Using the records below, output the stretch that opens with the line containing "<point>214,446</point>" and closes with the line containing "<point>294,184</point>", exactly and including both lines, with nothing more.

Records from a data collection
◆ ◆ ◆ ◆ ◆

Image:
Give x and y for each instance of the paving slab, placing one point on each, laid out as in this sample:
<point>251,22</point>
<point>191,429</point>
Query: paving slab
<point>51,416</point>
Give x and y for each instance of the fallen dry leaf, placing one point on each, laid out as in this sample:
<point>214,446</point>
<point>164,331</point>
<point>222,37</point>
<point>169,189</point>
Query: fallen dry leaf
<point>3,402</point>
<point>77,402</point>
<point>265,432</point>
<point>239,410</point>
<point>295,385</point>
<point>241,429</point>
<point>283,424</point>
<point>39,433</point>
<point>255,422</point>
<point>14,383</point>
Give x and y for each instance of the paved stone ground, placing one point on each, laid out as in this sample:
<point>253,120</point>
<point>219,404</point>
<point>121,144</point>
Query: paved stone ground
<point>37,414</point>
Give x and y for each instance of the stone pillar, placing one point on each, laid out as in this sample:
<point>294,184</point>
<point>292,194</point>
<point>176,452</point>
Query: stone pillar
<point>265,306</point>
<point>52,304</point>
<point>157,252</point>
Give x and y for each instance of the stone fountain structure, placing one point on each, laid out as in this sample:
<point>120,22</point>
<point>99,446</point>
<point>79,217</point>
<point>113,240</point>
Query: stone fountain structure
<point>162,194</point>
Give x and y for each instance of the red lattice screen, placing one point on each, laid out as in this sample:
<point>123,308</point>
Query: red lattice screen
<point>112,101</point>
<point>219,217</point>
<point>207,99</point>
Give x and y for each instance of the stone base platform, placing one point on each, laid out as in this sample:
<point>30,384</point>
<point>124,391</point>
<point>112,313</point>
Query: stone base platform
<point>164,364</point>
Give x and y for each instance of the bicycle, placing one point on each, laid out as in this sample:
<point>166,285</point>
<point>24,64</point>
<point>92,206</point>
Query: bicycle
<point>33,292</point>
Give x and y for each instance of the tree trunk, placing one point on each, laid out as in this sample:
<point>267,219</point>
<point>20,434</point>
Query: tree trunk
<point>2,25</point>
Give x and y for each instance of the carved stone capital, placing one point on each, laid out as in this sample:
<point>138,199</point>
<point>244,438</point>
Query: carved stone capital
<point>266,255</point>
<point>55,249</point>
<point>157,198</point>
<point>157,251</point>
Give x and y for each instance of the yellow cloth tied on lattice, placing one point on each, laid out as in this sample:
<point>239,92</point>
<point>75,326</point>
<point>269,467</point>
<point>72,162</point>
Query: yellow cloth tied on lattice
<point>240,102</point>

◆ ◆ ◆ ◆ ◆

▸ Response
<point>214,446</point>
<point>164,331</point>
<point>222,37</point>
<point>169,189</point>
Query: fallen dry leaf
<point>3,402</point>
<point>77,402</point>
<point>265,432</point>
<point>239,410</point>
<point>295,385</point>
<point>241,429</point>
<point>283,424</point>
<point>39,433</point>
<point>255,422</point>
<point>14,383</point>
Give x and y for each instance of the paved stone ground, placing one point on each, laid out as in this sample:
<point>253,120</point>
<point>219,404</point>
<point>121,144</point>
Query: paved stone ground
<point>37,414</point>
Give x and y for each instance of the stone pillar, placing one point on each, laid out as in this sample:
<point>294,184</point>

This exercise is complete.